**Exercise passage:**
-------------------------

According to a Kaiser Health News report:
Wal-Mart — the nation’s largest retailer and biggest private employer — now wants to dominate a growing part of the health care market, offering a range of medical services from basic prevention to management of chronic conditions like diabetes and heart disease, according to a document obtained by NPR and Kaiser Health News.
But then the next day, according to Kaiser, the company started backtracking:
The only thing the company would say for certain is: “we are not building a national, integrated, low-cost primary care health care platform,” according to the statement from to John Agwunobi, senior vice president and president of Wal-Mart U.S. Health & Wellness.
I’ll get to what Wal-Mart might be thinking in a minute. First questions first: Can Wal-Mart provide care that is of higher quality and lower cost than conventional provision? If so, how?
My answer: Wal-Mart can indeed improve on the current system. But here’s the catch. It can do so only if it continues doing what it and other retail medical outlets are already doing: ignore the third-party payers. Almost everything that’s wrong with our health care system is the direct result of third-party payment; and some of the most striking examples of efficient care are emerging in those parts of the market where third-party payment is either nonexistent or of marginal importance.
So as not to be misunderstood, I am not saying that our problems are being created by health insurance. There is nothing in principle wrong with insurance. The source of our problems is using insurance companies to pay medical bills. It’s insurance companies acting pro emptore — in place of the buyer.

-------------------------

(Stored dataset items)

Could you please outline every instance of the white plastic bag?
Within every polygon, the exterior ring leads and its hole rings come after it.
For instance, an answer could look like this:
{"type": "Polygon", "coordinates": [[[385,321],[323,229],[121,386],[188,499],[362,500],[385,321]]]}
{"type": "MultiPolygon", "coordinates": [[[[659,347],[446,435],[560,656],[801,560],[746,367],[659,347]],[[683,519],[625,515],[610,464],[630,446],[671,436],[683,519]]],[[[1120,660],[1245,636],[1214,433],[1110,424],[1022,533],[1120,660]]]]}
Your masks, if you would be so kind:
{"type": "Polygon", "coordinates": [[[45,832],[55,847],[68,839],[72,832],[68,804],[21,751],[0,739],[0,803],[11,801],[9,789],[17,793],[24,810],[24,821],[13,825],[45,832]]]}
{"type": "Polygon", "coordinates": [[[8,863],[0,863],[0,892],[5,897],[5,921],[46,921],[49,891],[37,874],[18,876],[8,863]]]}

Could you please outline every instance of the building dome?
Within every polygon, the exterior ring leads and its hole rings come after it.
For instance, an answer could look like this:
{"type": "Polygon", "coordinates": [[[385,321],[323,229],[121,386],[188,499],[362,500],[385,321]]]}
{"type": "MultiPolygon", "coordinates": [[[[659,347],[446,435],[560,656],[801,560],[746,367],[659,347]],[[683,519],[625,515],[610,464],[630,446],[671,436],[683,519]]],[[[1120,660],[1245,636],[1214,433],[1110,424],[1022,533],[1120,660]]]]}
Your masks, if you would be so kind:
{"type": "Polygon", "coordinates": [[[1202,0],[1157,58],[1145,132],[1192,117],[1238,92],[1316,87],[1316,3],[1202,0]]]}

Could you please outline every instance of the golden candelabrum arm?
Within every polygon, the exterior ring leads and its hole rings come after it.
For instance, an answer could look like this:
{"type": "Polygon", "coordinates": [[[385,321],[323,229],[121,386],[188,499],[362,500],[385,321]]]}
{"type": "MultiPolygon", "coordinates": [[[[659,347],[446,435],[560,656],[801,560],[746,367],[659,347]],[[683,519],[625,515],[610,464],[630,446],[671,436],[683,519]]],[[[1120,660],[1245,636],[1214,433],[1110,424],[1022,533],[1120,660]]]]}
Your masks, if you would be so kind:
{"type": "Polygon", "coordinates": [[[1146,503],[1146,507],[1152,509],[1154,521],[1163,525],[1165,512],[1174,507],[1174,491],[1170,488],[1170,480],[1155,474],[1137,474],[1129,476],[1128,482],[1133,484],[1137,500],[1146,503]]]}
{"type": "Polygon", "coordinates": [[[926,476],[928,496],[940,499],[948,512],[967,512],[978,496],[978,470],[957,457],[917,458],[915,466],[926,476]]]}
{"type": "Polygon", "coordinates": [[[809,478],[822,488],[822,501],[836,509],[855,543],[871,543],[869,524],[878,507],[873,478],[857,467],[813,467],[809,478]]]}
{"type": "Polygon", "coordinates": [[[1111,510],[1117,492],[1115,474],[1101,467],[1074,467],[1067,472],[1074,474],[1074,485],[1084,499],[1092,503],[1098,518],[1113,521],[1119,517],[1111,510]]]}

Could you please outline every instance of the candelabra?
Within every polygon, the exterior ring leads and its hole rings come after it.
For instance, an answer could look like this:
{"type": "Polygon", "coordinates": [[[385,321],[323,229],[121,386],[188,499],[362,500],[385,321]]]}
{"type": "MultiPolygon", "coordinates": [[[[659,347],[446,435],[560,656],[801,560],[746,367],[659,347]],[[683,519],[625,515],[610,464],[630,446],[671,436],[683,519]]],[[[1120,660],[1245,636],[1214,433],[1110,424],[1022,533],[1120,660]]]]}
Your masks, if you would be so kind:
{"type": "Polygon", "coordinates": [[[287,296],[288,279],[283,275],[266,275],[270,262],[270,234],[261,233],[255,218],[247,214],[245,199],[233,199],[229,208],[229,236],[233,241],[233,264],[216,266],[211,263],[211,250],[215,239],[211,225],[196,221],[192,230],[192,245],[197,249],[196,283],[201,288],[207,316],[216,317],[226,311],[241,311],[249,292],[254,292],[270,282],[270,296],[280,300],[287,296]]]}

-------------------------

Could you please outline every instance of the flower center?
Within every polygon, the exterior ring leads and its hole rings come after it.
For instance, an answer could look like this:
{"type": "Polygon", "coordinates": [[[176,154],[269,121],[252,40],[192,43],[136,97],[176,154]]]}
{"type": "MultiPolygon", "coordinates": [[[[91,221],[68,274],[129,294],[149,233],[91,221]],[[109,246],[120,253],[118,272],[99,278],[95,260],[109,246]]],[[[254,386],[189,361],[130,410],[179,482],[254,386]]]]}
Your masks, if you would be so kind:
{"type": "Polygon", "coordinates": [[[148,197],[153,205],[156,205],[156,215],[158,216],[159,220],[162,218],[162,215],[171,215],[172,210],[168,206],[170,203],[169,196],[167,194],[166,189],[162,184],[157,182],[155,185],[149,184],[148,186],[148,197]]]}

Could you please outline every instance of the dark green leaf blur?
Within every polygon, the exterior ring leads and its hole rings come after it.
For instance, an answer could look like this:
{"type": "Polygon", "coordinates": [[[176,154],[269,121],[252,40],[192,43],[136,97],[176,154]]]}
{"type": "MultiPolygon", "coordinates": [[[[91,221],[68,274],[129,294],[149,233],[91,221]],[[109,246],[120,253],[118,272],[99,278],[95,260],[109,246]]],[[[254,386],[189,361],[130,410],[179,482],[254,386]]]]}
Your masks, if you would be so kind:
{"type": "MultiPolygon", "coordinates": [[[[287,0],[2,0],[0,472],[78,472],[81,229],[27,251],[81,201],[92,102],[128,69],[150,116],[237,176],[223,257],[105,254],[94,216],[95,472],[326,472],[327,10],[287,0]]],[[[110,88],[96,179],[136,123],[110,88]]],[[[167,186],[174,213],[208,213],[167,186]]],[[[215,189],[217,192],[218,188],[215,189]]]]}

-------------------------

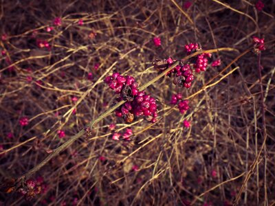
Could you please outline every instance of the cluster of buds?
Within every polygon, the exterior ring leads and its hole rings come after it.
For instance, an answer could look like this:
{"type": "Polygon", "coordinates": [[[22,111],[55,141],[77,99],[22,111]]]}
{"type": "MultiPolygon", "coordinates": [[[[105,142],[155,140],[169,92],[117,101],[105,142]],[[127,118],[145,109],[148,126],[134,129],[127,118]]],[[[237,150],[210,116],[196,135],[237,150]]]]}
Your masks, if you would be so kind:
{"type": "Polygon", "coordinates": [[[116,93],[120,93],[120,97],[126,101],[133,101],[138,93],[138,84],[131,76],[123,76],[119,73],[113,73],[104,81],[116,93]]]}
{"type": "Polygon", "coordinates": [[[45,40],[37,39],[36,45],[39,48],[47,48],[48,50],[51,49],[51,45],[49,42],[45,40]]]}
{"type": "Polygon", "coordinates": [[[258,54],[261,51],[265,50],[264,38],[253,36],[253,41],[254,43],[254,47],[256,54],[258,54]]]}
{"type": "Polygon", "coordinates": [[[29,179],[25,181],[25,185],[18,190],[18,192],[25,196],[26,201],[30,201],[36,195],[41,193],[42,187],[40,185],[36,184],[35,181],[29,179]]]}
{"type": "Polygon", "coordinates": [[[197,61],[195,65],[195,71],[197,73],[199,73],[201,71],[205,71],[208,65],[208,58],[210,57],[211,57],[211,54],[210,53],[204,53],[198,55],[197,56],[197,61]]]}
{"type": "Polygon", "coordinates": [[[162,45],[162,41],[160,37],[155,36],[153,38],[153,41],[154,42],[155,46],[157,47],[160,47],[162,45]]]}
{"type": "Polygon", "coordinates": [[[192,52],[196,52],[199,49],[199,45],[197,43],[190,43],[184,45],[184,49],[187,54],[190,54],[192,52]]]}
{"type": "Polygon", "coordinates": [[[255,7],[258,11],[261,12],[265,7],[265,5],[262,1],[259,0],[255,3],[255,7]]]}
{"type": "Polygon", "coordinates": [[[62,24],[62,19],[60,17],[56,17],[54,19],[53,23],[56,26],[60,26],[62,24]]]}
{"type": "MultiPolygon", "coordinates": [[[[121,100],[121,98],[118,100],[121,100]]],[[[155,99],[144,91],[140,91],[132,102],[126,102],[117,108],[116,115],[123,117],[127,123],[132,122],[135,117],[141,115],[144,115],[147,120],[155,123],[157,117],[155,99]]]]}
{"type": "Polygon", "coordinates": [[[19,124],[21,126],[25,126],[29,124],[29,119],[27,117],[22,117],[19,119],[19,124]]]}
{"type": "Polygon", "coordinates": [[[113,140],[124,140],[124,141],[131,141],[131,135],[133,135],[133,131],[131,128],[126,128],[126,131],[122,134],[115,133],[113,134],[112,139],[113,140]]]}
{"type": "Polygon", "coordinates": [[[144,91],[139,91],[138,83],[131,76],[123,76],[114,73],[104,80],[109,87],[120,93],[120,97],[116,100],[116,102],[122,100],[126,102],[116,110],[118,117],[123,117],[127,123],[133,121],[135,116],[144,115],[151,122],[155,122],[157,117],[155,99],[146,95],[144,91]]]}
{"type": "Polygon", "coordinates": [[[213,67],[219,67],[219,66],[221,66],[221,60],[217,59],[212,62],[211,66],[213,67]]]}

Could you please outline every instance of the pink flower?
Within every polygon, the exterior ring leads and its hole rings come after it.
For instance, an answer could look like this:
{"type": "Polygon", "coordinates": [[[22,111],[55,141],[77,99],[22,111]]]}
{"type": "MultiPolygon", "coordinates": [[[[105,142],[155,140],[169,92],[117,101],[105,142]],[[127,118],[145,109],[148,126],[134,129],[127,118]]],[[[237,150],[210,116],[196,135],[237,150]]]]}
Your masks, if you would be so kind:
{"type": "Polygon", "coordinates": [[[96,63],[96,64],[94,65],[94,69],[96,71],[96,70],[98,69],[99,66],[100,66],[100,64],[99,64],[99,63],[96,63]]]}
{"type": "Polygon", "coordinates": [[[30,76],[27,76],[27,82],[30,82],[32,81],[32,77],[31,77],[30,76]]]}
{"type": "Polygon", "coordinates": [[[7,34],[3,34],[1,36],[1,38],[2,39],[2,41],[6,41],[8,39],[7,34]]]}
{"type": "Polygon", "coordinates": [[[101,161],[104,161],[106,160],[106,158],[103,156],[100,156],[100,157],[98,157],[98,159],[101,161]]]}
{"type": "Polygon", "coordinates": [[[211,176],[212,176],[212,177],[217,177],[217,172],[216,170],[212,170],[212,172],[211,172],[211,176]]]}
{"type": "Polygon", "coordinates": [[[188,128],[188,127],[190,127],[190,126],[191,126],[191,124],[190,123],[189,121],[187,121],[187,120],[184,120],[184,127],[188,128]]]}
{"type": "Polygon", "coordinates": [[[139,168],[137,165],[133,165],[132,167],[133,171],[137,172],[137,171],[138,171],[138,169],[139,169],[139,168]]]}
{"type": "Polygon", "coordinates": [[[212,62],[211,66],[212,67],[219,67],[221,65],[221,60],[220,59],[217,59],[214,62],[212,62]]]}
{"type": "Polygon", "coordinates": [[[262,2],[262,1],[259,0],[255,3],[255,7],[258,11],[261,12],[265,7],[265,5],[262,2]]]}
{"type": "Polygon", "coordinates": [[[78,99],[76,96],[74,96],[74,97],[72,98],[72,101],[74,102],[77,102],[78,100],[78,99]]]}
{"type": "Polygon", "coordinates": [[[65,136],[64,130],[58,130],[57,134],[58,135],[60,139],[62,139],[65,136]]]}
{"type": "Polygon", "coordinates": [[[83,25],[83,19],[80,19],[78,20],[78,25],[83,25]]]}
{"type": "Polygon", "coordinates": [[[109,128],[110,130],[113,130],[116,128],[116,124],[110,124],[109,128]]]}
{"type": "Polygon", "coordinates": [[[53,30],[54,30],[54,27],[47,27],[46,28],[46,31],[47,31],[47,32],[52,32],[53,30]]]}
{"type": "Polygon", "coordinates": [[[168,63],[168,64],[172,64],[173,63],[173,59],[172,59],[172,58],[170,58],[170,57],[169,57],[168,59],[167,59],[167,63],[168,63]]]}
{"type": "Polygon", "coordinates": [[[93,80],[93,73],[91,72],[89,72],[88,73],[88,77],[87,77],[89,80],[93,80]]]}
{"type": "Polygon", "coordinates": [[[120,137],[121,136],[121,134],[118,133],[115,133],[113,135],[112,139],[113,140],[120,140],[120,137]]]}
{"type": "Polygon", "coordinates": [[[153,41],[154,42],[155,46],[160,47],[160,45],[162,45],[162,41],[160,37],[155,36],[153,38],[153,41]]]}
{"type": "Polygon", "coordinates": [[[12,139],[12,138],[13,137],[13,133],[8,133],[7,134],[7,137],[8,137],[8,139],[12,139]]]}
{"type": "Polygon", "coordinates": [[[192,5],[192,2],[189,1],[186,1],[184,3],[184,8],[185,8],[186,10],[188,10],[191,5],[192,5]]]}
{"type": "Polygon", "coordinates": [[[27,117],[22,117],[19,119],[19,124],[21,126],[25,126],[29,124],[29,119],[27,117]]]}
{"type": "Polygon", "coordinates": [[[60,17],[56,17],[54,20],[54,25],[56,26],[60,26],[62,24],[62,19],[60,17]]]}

-------------------------

**About this exercise:**
Please look at the passage on Wal-Mart and health care. What title does it give John Agwunobi?

**Task output:**
Senior vice president and president of Wal-Mart U.S. Health & Wellness.